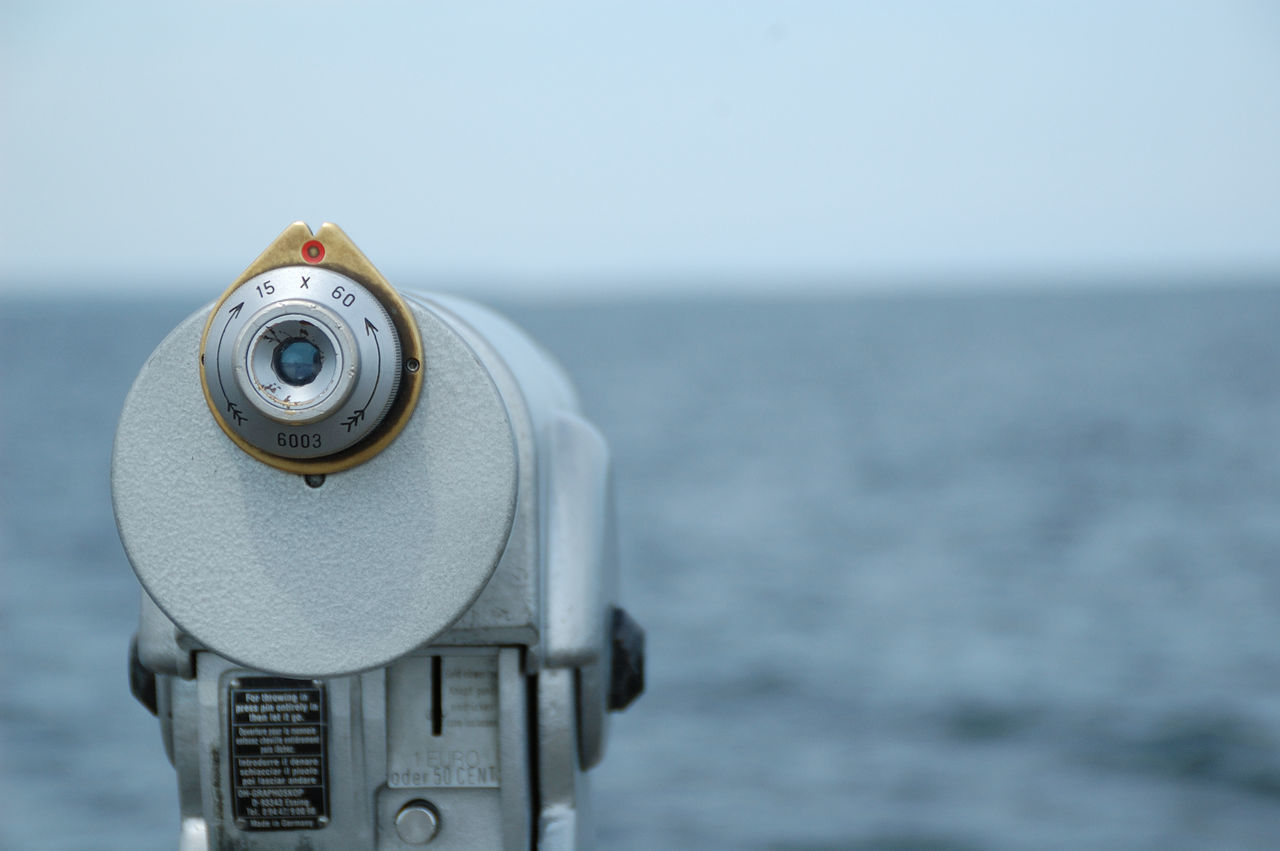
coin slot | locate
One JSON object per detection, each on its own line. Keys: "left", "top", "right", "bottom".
{"left": 431, "top": 656, "right": 443, "bottom": 736}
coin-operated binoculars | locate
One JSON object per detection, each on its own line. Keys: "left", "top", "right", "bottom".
{"left": 112, "top": 223, "right": 644, "bottom": 850}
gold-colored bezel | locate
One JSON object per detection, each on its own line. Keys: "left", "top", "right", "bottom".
{"left": 198, "top": 222, "right": 424, "bottom": 474}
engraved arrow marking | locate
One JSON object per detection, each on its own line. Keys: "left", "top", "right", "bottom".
{"left": 215, "top": 301, "right": 246, "bottom": 427}
{"left": 341, "top": 408, "right": 365, "bottom": 432}
{"left": 341, "top": 318, "right": 383, "bottom": 432}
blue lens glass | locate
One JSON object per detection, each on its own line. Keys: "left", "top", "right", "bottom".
{"left": 272, "top": 339, "right": 323, "bottom": 386}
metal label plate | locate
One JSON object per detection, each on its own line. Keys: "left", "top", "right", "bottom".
{"left": 227, "top": 677, "right": 330, "bottom": 831}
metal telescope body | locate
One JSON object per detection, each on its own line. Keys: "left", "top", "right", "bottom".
{"left": 112, "top": 224, "right": 643, "bottom": 850}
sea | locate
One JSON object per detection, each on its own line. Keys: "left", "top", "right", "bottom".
{"left": 3, "top": 285, "right": 1280, "bottom": 850}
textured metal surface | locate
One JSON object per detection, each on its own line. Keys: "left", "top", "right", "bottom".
{"left": 541, "top": 411, "right": 617, "bottom": 770}
{"left": 377, "top": 647, "right": 529, "bottom": 850}
{"left": 535, "top": 669, "right": 591, "bottom": 851}
{"left": 158, "top": 646, "right": 533, "bottom": 849}
{"left": 543, "top": 412, "right": 612, "bottom": 670}
{"left": 180, "top": 654, "right": 375, "bottom": 850}
{"left": 137, "top": 590, "right": 194, "bottom": 678}
{"left": 114, "top": 300, "right": 517, "bottom": 677}
{"left": 121, "top": 281, "right": 634, "bottom": 848}
{"left": 415, "top": 295, "right": 579, "bottom": 656}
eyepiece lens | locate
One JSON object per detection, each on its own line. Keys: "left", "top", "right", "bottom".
{"left": 272, "top": 339, "right": 323, "bottom": 386}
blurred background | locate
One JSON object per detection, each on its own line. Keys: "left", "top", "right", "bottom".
{"left": 3, "top": 2, "right": 1280, "bottom": 849}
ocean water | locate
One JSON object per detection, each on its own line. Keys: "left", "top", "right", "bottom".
{"left": 3, "top": 287, "right": 1280, "bottom": 850}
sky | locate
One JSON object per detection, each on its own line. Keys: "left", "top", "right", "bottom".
{"left": 2, "top": 1, "right": 1279, "bottom": 298}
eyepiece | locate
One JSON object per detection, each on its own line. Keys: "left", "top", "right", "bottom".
{"left": 202, "top": 266, "right": 404, "bottom": 460}
{"left": 197, "top": 223, "right": 424, "bottom": 474}
{"left": 273, "top": 338, "right": 323, "bottom": 386}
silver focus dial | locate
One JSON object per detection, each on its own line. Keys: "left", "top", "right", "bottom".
{"left": 203, "top": 265, "right": 402, "bottom": 459}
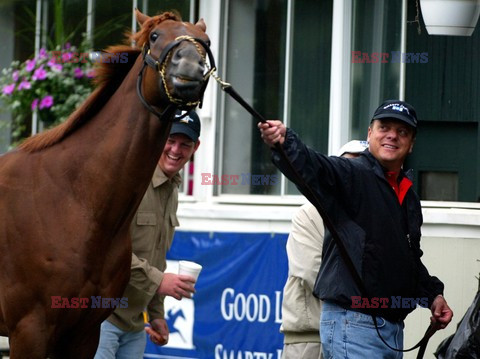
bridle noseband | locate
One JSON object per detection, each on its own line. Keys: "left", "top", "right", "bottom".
{"left": 136, "top": 35, "right": 216, "bottom": 121}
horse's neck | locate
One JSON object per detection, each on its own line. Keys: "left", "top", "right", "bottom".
{"left": 57, "top": 58, "right": 171, "bottom": 230}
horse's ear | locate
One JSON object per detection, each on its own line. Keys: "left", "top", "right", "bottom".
{"left": 135, "top": 8, "right": 150, "bottom": 26}
{"left": 195, "top": 18, "right": 206, "bottom": 32}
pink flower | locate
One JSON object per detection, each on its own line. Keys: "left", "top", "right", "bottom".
{"left": 31, "top": 98, "right": 39, "bottom": 110}
{"left": 17, "top": 79, "right": 31, "bottom": 90}
{"left": 12, "top": 71, "right": 19, "bottom": 82}
{"left": 32, "top": 66, "right": 47, "bottom": 81}
{"left": 86, "top": 69, "right": 95, "bottom": 78}
{"left": 49, "top": 62, "right": 63, "bottom": 72}
{"left": 26, "top": 59, "right": 36, "bottom": 72}
{"left": 73, "top": 67, "right": 83, "bottom": 78}
{"left": 2, "top": 83, "right": 15, "bottom": 95}
{"left": 39, "top": 95, "right": 54, "bottom": 109}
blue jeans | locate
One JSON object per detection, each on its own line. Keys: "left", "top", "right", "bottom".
{"left": 94, "top": 320, "right": 146, "bottom": 359}
{"left": 320, "top": 301, "right": 404, "bottom": 359}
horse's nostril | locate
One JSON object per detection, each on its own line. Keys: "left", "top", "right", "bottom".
{"left": 172, "top": 50, "right": 183, "bottom": 62}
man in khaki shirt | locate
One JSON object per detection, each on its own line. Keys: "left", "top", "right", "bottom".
{"left": 95, "top": 110, "right": 201, "bottom": 359}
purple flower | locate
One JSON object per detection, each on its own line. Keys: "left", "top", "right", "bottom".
{"left": 38, "top": 48, "right": 48, "bottom": 59}
{"left": 26, "top": 59, "right": 37, "bottom": 72}
{"left": 17, "top": 79, "right": 31, "bottom": 90}
{"left": 64, "top": 42, "right": 71, "bottom": 50}
{"left": 32, "top": 66, "right": 47, "bottom": 81}
{"left": 2, "top": 83, "right": 15, "bottom": 95}
{"left": 31, "top": 98, "right": 39, "bottom": 110}
{"left": 12, "top": 71, "right": 19, "bottom": 82}
{"left": 62, "top": 52, "right": 73, "bottom": 63}
{"left": 39, "top": 95, "right": 54, "bottom": 109}
{"left": 73, "top": 67, "right": 83, "bottom": 78}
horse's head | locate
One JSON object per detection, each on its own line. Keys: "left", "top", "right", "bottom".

- _How to complete this task_: Pictures stay out of the copy; print the material above exactly.

- _Task result_:
coin slot | locate
One JSON object per detection, each on its own line. Keys: "left", "top", "right", "bottom".
{"left": 431, "top": 656, "right": 443, "bottom": 736}
coin-operated binoculars | locate
One JSON object per detection, each on its own line. Keys: "left", "top", "right", "bottom".
{"left": 112, "top": 223, "right": 644, "bottom": 850}
gold-colored bezel | locate
One JSON object per detection, each on its own line. Keys: "left", "top", "right", "bottom".
{"left": 198, "top": 222, "right": 424, "bottom": 474}
engraved arrow marking | locate
One JSON object per detection, each on its own line. Keys: "left", "top", "right", "bottom".
{"left": 215, "top": 301, "right": 246, "bottom": 427}
{"left": 341, "top": 408, "right": 365, "bottom": 432}
{"left": 341, "top": 318, "right": 383, "bottom": 432}
blue lens glass | locate
One JSON object per detection, each on its own line. Keys: "left", "top", "right", "bottom".
{"left": 272, "top": 339, "right": 323, "bottom": 386}
metal label plate | locate
One JSON object per detection, each on its own line. Keys: "left", "top", "right", "bottom".
{"left": 227, "top": 677, "right": 330, "bottom": 831}
metal telescope body | locate
One JSON object per detection, each on its own line. Keys: "left", "top", "right", "bottom".
{"left": 112, "top": 224, "right": 643, "bottom": 850}
sea | locate
One JSON object per detection, each on its own line. Keys: "left", "top", "right", "bottom".
{"left": 3, "top": 285, "right": 1280, "bottom": 850}
textured metal surface | locate
One JSON object per detection, each on its own line. Keys: "left", "top", "right", "bottom".
{"left": 541, "top": 411, "right": 617, "bottom": 770}
{"left": 377, "top": 647, "right": 529, "bottom": 850}
{"left": 535, "top": 669, "right": 591, "bottom": 851}
{"left": 158, "top": 646, "right": 533, "bottom": 849}
{"left": 543, "top": 412, "right": 612, "bottom": 670}
{"left": 180, "top": 654, "right": 375, "bottom": 850}
{"left": 137, "top": 590, "right": 194, "bottom": 678}
{"left": 114, "top": 300, "right": 517, "bottom": 677}
{"left": 121, "top": 281, "right": 634, "bottom": 848}
{"left": 415, "top": 295, "right": 579, "bottom": 656}
eyepiece lens | locate
One JSON object per detection, each on its own line. Keys: "left", "top", "right", "bottom".
{"left": 272, "top": 339, "right": 323, "bottom": 386}
blurred background | locate
One JSON object per detection, each on its own line. Keys: "left", "top", "right", "bottom".
{"left": 3, "top": 2, "right": 1280, "bottom": 849}
ocean water | locate
One JSON object per detection, each on its own line. Keys: "left", "top", "right", "bottom".
{"left": 3, "top": 287, "right": 1280, "bottom": 850}
sky | locate
One JSON object per detection, each on its own line. Keys: "left", "top", "right", "bottom".
{"left": 2, "top": 1, "right": 1279, "bottom": 298}
eyepiece | locate
One JSON object per detection, each on its own line. Keys: "left", "top", "right", "bottom".
{"left": 202, "top": 266, "right": 404, "bottom": 460}
{"left": 197, "top": 223, "right": 424, "bottom": 474}
{"left": 273, "top": 338, "right": 323, "bottom": 386}
silver focus dial | locate
One JSON object per detection, each on its own line. Keys: "left", "top", "right", "bottom".
{"left": 203, "top": 265, "right": 402, "bottom": 459}
bridle noseband | locate
One JSON object per detection, each on its own line. Keys: "left", "top", "right", "bottom".
{"left": 136, "top": 35, "right": 216, "bottom": 121}
horse's neck | locate
One JSON object per detection, each on its own line. Keys: "left", "top", "right", "bottom".
{"left": 57, "top": 58, "right": 171, "bottom": 230}
horse's ear | locate
One JSON object per detection, each on its own line. Keys: "left", "top", "right", "bottom".
{"left": 135, "top": 8, "right": 150, "bottom": 26}
{"left": 195, "top": 18, "right": 206, "bottom": 32}
pink flower | locate
One JSON object per detection, each on its own line. Keys: "left", "top", "right", "bottom".
{"left": 31, "top": 98, "right": 39, "bottom": 110}
{"left": 17, "top": 79, "right": 31, "bottom": 90}
{"left": 12, "top": 71, "right": 19, "bottom": 82}
{"left": 32, "top": 66, "right": 47, "bottom": 81}
{"left": 86, "top": 69, "right": 95, "bottom": 78}
{"left": 49, "top": 62, "right": 63, "bottom": 72}
{"left": 26, "top": 59, "right": 36, "bottom": 72}
{"left": 73, "top": 67, "right": 83, "bottom": 78}
{"left": 2, "top": 83, "right": 15, "bottom": 95}
{"left": 39, "top": 95, "right": 54, "bottom": 109}
blue jeans | locate
One JSON object per detection, each on its own line. Keys: "left", "top", "right", "bottom".
{"left": 94, "top": 320, "right": 146, "bottom": 359}
{"left": 320, "top": 301, "right": 404, "bottom": 359}
horse's nostril | locate
One JSON object per detection, each on its own line. Keys: "left", "top", "right", "bottom".
{"left": 172, "top": 50, "right": 183, "bottom": 62}
man in khaki shirt | locate
One JSON object per detection, each on its own line. Keys: "left", "top", "right", "bottom".
{"left": 95, "top": 110, "right": 201, "bottom": 359}
purple flower | locate
One JSON object per detection, each on its own line. Keys: "left", "top", "right", "bottom".
{"left": 38, "top": 48, "right": 48, "bottom": 59}
{"left": 26, "top": 59, "right": 37, "bottom": 72}
{"left": 17, "top": 79, "right": 31, "bottom": 90}
{"left": 64, "top": 42, "right": 71, "bottom": 50}
{"left": 32, "top": 66, "right": 47, "bottom": 81}
{"left": 2, "top": 83, "right": 15, "bottom": 95}
{"left": 31, "top": 98, "right": 39, "bottom": 110}
{"left": 12, "top": 71, "right": 19, "bottom": 82}
{"left": 62, "top": 52, "right": 73, "bottom": 63}
{"left": 39, "top": 95, "right": 54, "bottom": 109}
{"left": 73, "top": 67, "right": 83, "bottom": 78}
horse's head | locate
One JSON object per detection, each on its own line. Keys: "left", "top", "right", "bottom".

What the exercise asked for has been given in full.